_Document text_
* Start *
The solution appears to be to cache positions within structs, so that
the function searching back over brace lists needn't do so repeatedly in
the same piece of buffer.
I'm hoping that the following patch which implements this cache will
solve the problem. Would you please apply it to your copy of the master
branch, byte compile it, and try it out on various CC Mode buffers.
Then please let me know how well it has fixed the bug. Thanks!
diff -r e43499573c2d cc-engine.el
--- a/cc-engine.el Tue Dec 15 11:12:15 2020 +0000
+++ b/cc-engine.el Thu Dec 17 14:57:35 2020 +0000
@@ -3574,8 +3574,9 @@
;;;;;;;;;;;;;;;;;;;;;;;;;;;;;;;;;;;;;;;;;;;;;;;;;;;;;;;;;;;;;;;;;;;;;;;;;
;; Defuns which analyze the buffer, yet don't change `c-state-cache'.
(defun c-get-fallback-scan-pos (here)
- ;; Return a start position for building `c-state-cache' from
- ;; scratch. This will be at the top level, 2 defuns back.
+ ;; Return a start position for building `c-state-cache' from scratch. This
+ ;; will be at the top level, 2 defuns back. Return nil if we don't find
+ ;; these defun starts a reasonable way back.
(save-excursion
(save-restriction
(when (> here (* 10 c-state-cache-too-far))
@@ -11627,6 +11628,195 @@
(or (looking-at c-brace-list-key)
(progn (goto-char here) nil))))
+(defun c-laomib-loop (lim)
+ ;; The "expensive" loop from `c-looking-at-or-maybe-in-bracelist'. Move
+ ;; backwards over comma separated sexps as far as possible, but no further
+ ;; than LIM, which may be nil, meaning no limit. Return the final value of
+ ;; `braceassignp', which is t if we encountered "= {", usually nil
+ ;; otherwise.
+ (let ((braceassignp 'dontknow)
+ (class-key
+ ;; Pike can have class definitions anywhere, so we must
+ ;; check for the class key here.
+ (and (c-major-mode-is 'pike-mode)
+ c-decl-block-key)))
+ (while (eq braceassignp 'dontknow)
+ (cond ((eq (char-after) ?\;)
+ (setq braceassignp nil))
+ ((and class-key
+ (looking-at class-key))
* End *
_Available data_
* Start *
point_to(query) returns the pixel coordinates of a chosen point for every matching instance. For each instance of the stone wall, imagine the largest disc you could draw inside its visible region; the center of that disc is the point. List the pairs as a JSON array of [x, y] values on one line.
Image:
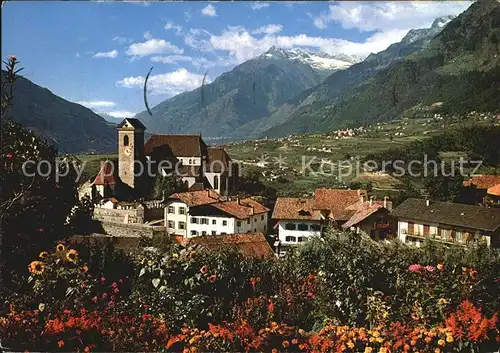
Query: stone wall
* End *
_Task brief_
In the CC Mode patch message, change "top level" to "outermost level" in the span between "(defun c-get-fallback-scan-pos (here)" and "This will be at the top level, 2 defuns back.", inclusive, and write out that span with the change. The data has no connection to the CC Mode patch message.

_Reply to the task_
(defun c-get-fallback-scan-pos (here)
- ;; Return a start position for building `c-state-cache' from
- ;; scratch. This will be at the outermost level, 2 defuns back.